Bunların hepsi her şeyi hak eder değil mi? Bu reziller aynen öyle düşünüyor işte.

Nasıl böyle düşünebiliyorlar? Ya da birilerinin böyle düşünemez olması hiç mümkün değil midir bu dünya yüzünde?

Elbette böyle bir ülke mümkün, hem de nasıl mümkün. Yapılması gereken tek şey var; kadına yönelik erkek şiddeti mutlak yasaktır, demek.

Her şeyin yasaklandığı OHAL koşullarında bu ülkede yasaklanmak şöyle dursun serbest bırakılan tek şey kadınları aşağılamak, kırmak, dökmek, öldürmek çünkü.

Biz nasıl olup da tarihte ancak uluslar arası mahkemelerde yargılanan ağır savaş suçlarında gördüğümüz bu insanlık suçlarına geliyoruz? Diyanet İşleri Başkanı bugün Emani’nin cenazesinde “biz bu hale nasıl geldik?” diye soruyor. Doğru soru. Ama kime soruyor ki?

Gözyaşları onu kurtaramaz. Sorduğu sorunun cevabı kendinde. Kendi ülkesinde barış süreci bittiğinden bu yana yaşananlarda. Onun da payı olan bu zehirli iklimi yaratanlarda. Soruyu onların gözlerinin içine bakarak da sorsun bir kere, gerçekten söylesin. Ancak o zaman kurtarır kendini belki.  

Biz buraya nasıl geldik o kadar açık ki: Emani Arrahman cinayeti tam olarak yaşadığımız dönemi simgeliyor. Maalesef ki sosyolojik olarak hep böyle oldu; kadın cinayetleri hep içinde gerçekleştikleri dönemi sergiledi; Güldünya’dan Pippa’ya, Münevver’den Ayşe Paşalı’ya ve Özgecan’a. Sembolleşen bu cinayetler ve davaları, kadınların mücadelesiyle başka sonuçlar, kazanımlar da yarattı, yine öyle olacak, Emani ile göçmen kadınların yaşadıkları zulümde mutlaka bir şeyler değişecek, değiştireceğiz.

• [İstenen görev A]: Aşağıdaki satırlar arasından "pole" dizisini içerenlerin hepsini seçip kopyala. Büyük ve küçük harf ayrımı dikkate alınsın.

• [Verilen satırlar]:
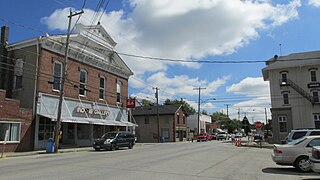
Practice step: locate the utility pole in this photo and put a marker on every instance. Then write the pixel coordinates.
(227, 110)
(158, 121)
(64, 74)
(266, 126)
(199, 89)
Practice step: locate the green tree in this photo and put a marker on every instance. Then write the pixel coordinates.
(186, 106)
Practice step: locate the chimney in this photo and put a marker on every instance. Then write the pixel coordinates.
(3, 55)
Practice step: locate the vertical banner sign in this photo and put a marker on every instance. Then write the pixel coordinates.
(131, 103)
(5, 141)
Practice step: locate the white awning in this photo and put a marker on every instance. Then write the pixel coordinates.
(89, 121)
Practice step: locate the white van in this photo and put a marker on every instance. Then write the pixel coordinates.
(299, 133)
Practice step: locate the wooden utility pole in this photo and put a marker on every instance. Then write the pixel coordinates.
(199, 89)
(64, 74)
(158, 121)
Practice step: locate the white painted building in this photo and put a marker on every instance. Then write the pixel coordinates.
(294, 87)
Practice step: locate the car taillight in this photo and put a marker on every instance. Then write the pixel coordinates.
(277, 151)
(316, 153)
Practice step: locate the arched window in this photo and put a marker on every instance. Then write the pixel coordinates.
(83, 82)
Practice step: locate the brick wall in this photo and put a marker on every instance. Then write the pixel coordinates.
(10, 111)
(73, 77)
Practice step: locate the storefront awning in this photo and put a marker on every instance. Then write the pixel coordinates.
(89, 121)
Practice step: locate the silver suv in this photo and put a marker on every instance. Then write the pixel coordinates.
(299, 133)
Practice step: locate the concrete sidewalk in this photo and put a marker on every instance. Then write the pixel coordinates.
(257, 144)
(62, 150)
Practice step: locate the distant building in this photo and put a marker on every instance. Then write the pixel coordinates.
(96, 86)
(294, 87)
(172, 120)
(205, 124)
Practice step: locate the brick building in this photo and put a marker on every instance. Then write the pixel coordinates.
(95, 90)
(172, 121)
(17, 122)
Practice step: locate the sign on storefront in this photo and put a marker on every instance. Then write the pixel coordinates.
(91, 111)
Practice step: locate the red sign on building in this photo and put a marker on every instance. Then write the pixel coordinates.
(131, 103)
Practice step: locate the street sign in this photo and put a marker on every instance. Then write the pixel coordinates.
(258, 125)
(131, 103)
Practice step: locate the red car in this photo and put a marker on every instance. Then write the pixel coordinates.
(204, 137)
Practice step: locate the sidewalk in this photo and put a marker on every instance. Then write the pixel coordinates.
(62, 150)
(262, 144)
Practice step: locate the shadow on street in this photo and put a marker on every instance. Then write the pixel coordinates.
(287, 171)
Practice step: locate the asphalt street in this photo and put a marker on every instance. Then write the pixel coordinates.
(197, 160)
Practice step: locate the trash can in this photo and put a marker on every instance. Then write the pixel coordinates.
(162, 140)
(50, 146)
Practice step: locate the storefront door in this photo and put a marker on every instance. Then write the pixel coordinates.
(69, 133)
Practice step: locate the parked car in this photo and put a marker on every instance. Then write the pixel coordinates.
(203, 137)
(296, 153)
(222, 135)
(299, 133)
(114, 140)
(315, 159)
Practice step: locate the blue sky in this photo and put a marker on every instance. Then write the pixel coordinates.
(211, 30)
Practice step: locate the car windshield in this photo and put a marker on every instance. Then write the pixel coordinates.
(297, 141)
(109, 135)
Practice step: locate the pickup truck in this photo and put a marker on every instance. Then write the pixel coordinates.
(204, 137)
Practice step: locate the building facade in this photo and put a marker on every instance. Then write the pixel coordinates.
(15, 125)
(172, 122)
(294, 86)
(205, 124)
(95, 90)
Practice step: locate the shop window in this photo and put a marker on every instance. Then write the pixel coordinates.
(102, 88)
(317, 121)
(178, 118)
(119, 88)
(283, 123)
(146, 120)
(83, 131)
(285, 98)
(313, 75)
(83, 82)
(184, 119)
(18, 71)
(13, 131)
(284, 77)
(57, 74)
(46, 129)
(315, 96)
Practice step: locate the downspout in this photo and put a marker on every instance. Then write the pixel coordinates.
(35, 95)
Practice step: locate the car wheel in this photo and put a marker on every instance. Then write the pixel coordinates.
(113, 147)
(302, 164)
(130, 145)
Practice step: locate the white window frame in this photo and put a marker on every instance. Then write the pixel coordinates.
(83, 83)
(103, 89)
(119, 89)
(54, 76)
(284, 81)
(283, 119)
(315, 76)
(284, 98)
(18, 72)
(19, 131)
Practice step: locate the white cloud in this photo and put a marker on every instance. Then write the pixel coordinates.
(184, 85)
(315, 3)
(250, 86)
(183, 29)
(259, 91)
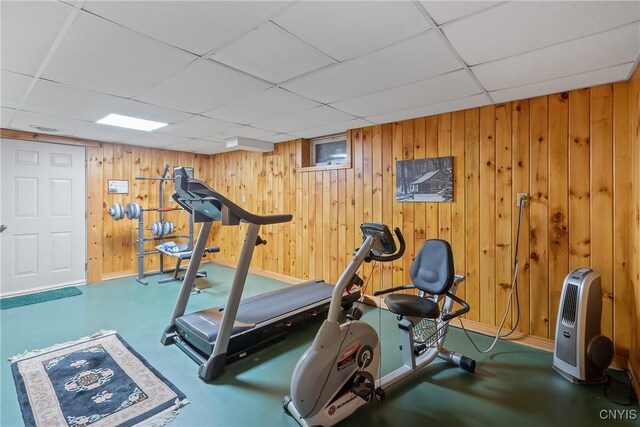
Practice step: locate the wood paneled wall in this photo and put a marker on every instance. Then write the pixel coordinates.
(634, 98)
(571, 152)
(112, 249)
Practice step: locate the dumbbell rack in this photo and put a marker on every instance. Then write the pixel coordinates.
(159, 239)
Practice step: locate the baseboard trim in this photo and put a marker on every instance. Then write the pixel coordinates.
(635, 379)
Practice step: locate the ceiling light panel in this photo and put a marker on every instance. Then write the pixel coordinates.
(315, 117)
(522, 26)
(102, 56)
(106, 133)
(576, 81)
(268, 104)
(413, 60)
(24, 49)
(454, 85)
(203, 86)
(590, 53)
(152, 112)
(445, 11)
(197, 127)
(130, 122)
(13, 88)
(347, 29)
(272, 54)
(57, 99)
(196, 26)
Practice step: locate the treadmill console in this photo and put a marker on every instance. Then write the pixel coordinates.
(386, 243)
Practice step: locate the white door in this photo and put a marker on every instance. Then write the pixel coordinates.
(43, 197)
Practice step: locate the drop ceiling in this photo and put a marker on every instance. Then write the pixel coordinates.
(277, 71)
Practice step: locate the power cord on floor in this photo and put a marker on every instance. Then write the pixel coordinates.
(512, 293)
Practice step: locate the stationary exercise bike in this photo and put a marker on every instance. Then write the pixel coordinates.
(338, 373)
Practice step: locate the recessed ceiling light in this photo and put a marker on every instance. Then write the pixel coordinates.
(130, 122)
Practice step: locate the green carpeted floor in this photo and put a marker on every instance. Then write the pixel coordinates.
(513, 386)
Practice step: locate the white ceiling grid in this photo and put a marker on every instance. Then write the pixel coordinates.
(276, 71)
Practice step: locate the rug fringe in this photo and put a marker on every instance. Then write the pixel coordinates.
(165, 417)
(27, 354)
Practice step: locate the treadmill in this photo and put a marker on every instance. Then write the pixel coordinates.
(221, 335)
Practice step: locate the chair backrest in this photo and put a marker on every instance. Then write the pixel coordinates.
(432, 270)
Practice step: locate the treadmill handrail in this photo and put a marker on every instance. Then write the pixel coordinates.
(197, 191)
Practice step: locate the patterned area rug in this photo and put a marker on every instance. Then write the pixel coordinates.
(38, 297)
(98, 380)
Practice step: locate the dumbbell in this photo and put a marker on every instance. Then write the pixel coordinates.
(162, 228)
(133, 210)
(116, 212)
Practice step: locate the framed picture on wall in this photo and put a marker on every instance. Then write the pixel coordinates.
(117, 186)
(425, 180)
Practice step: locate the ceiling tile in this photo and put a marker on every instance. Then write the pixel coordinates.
(99, 55)
(196, 26)
(6, 115)
(203, 86)
(249, 132)
(429, 110)
(27, 120)
(216, 137)
(280, 137)
(58, 99)
(576, 81)
(146, 111)
(272, 54)
(23, 48)
(315, 117)
(445, 11)
(195, 145)
(454, 85)
(590, 53)
(106, 133)
(197, 126)
(154, 139)
(265, 105)
(332, 128)
(214, 149)
(347, 29)
(522, 26)
(13, 87)
(413, 60)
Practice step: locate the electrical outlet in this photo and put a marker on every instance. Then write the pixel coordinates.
(524, 197)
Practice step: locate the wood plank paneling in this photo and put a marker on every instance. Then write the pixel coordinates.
(558, 200)
(576, 154)
(539, 226)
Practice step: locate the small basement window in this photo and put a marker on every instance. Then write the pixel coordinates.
(329, 150)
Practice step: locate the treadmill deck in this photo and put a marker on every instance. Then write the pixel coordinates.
(264, 317)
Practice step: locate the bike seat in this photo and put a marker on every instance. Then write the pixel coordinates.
(412, 305)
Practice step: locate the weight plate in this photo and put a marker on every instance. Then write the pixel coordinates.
(156, 228)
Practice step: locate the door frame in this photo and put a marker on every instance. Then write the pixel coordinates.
(34, 138)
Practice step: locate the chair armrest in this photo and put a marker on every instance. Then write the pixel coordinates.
(395, 288)
(465, 308)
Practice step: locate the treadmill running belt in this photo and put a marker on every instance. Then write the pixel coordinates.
(201, 328)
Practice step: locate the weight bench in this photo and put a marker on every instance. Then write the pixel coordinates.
(182, 252)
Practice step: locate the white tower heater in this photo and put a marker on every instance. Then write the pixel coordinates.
(581, 353)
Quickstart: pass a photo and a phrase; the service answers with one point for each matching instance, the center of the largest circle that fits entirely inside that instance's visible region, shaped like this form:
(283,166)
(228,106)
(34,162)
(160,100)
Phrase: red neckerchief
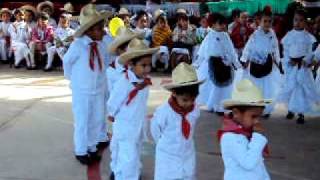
(137,87)
(185,125)
(94,52)
(229,125)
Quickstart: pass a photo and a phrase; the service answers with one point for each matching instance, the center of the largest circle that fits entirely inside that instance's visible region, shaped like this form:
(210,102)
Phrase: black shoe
(103,145)
(94,156)
(111,176)
(300,119)
(290,115)
(85,160)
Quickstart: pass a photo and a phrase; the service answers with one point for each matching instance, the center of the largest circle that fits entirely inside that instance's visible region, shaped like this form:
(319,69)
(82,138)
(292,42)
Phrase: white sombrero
(246,94)
(183,75)
(136,48)
(89,16)
(123,35)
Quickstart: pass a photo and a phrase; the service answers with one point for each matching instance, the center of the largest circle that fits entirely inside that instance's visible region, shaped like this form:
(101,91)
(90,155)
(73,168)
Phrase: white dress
(259,45)
(299,92)
(175,155)
(216,44)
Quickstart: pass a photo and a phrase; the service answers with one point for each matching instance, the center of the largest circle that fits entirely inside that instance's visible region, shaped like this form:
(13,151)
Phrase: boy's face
(5,17)
(185,101)
(298,22)
(266,23)
(248,118)
(96,32)
(142,68)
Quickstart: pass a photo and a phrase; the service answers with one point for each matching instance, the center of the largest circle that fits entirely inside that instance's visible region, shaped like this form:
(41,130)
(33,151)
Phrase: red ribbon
(138,86)
(230,126)
(94,52)
(185,125)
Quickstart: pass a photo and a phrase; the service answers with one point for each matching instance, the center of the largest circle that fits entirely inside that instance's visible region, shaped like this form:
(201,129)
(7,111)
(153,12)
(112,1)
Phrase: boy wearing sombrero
(173,127)
(116,48)
(243,143)
(84,67)
(5,15)
(127,107)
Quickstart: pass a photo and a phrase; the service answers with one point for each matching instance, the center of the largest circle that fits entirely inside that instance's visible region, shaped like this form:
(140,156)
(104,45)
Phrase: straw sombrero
(246,94)
(4,10)
(123,35)
(183,75)
(68,7)
(136,48)
(44,4)
(29,8)
(89,16)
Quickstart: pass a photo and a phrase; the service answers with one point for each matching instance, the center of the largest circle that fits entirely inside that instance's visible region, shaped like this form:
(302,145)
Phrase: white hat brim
(127,56)
(121,40)
(232,103)
(83,28)
(176,85)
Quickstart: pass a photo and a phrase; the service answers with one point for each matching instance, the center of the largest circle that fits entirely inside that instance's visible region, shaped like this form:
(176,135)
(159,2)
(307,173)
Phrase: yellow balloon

• [İstenen görev B]: Alıntılanan metinde "Biz buraya nasıl" ifadesinden "şeyler değişecek, değiştireceğiz." ifadesine kadar uzanan kısmı harfi harfine aktar.

• [Sorunun çözümü A]:
Practice step: locate the utility pole in this photo and put a marker on every instance. Then write the pixel coordinates.
Practice step: locate the wooden utility pole in this photo and put a marker on every instance. Then write the pixel coordinates.

• [Sorunun çözümü B]:
Biz buraya nasıl geldik o kadar açık ki: Emani Arrahman cinayeti tam olarak yaşadığımız dönemi simgeliyor. Maalesef ki sosyolojik olarak hep böyle oldu; kadın cinayetleri hep içinde gerçekleştikleri dönemi sergiledi; Güldünya’dan Pippa’ya, Münevver’den Ayşe Paşalı’ya ve Özgecan’a. Sembolleşen bu cinayetler ve davaları, kadınların mücadelesiyle başka sonuçlar, kazanımlar da yarattı, yine öyle olacak, Emani ile göçmen kadınların yaşadıkları zulümde mutlaka bir şeyler değişecek, değiştireceğiz.